Excerpted text –
########################################
From 858261af1ff66ccab0a829eee506ceeb6035faef Mon Sep 17 00:00:00 2001
From: Megvii Engine Team <megengine@megvii.com>
Date: Fri, 26 Mar 2021 17:51:21 +0800
Subject: [PATCH] fix(python_module): fix conversion between numpy-ndarray and
 mgb tensor for qint4 and quint4

GitOrigin-RevId: 7450c4f25e52fc334344b7853c0bd897a6212847
---
 dnn/include/megdnn/oprs/base.h            |  1 +
 dnn/src/fallback/convolution/opr_impl.cpp |  2 ++
 src/core/impl/dtype.cpp                   | 31 +++++++++++++++++------
 3 files changed, 26 insertions(+), 8 deletions(-)
diff --git a/dnn/include/megdnn/oprs/base.h b/dnn/include/megdnn/oprs/base.h
index 56d3297f7..f62b8927f 100644
--- a/dnn/include/megdnn/oprs/base.h
+++ b/dnn/include/megdnn/oprs/base.h
@@ -90,6 +90,7 @@ enum class AlgoDataType : uint32_t {
     INT8X8X16 = 1 << 4,
     INT16X16X32 = 1 << 5,
     INT4X4X16 = 1 << 6,
+    QINT4x4x32 = 1 << 7, 
 };
 
 /*!
########################################
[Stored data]
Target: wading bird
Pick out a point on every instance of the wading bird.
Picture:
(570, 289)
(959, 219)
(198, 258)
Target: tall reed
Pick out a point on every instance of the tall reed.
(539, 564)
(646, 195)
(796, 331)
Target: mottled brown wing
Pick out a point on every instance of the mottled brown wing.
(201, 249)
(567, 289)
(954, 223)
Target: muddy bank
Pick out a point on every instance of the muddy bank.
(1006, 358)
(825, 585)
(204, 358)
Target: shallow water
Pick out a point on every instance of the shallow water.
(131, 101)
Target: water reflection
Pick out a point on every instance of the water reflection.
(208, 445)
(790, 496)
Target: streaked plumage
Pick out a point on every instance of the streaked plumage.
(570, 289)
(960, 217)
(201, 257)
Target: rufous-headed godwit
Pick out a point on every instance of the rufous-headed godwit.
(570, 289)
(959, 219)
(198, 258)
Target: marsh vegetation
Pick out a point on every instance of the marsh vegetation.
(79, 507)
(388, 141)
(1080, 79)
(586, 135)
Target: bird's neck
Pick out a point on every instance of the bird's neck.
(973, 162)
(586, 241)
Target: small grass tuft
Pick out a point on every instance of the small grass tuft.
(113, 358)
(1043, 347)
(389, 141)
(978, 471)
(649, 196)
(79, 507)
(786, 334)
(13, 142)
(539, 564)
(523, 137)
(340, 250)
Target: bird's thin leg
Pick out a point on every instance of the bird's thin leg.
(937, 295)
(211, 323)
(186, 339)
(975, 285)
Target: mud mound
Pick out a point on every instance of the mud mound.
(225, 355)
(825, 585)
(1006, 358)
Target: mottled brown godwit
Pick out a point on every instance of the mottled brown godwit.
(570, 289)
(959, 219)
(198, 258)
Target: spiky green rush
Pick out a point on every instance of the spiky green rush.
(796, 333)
########################################
Tasks to complete –
1 – List every file path that the patch's change summary shows as modified.
2 – Answer these questions about the patch:
(a) What date and time does the patch header give?
(b) How many insertions and deletions does the change summary report in total?
(c) What value is assigned to the new entry QINT4x4x32?
3 – Write the next part of the patch, continuing after its final line.

Results –
1 –
dnn/include/megdnn/oprs/base.h
dnn/src/fallback/convolution/opr_impl.cpp
src/core/impl/dtype.cpp

2 –
(a) Fri, 26 Mar 2021 17:51:21 +0800
(b) 26 insertions and 8 deletions
(c) 1 << 7

3 –
diff --git a/dnn/src/fallback/convolution/opr_impl.cpp b/dnn/src/fallback/convolution/opr_impl.cpp
index 803de16a4..8e1d14829 100644
--- a/dnn/src/fallback/convolution/opr_impl.cpp
+++ b/dnn/src/fallback/convolution/opr_impl.cpp
@@ -434,6 +434,8 @@ ConvolutionImpl::NCBKernSizeParam::deduce_algo_data_type() const {
         }
     } else if (src_type.enumv() == DTypeEnum::Quantized8Asymm) {
         return ConvolutionImpl::AlgoDataType::QUINT8X8X32;
+    } else if (src_type.enumv() == DTypeEnum::QuantizedS4) {
+        return ConvolutionImpl::AlgoDataType::QINT4x4x32;
     } else {
         megdnn_throw(ssprintf("not support data type of %s * %s -> %s\n",
                               src_type.name(), filter_type.name(),
diff --git a/src/core/impl/dtype.cpp b/src/core/impl/dtype.cpp
index 85b8a0e57..91c8f23b4 100644
--- a/src/core/impl/dtype.cpp
+++ b/src/core/impl/dtype.cpp
@@ -14,7 +14,6 @@
 #include "megbrain/exception.h"
 #include "megbrain/utils/metahelper.h"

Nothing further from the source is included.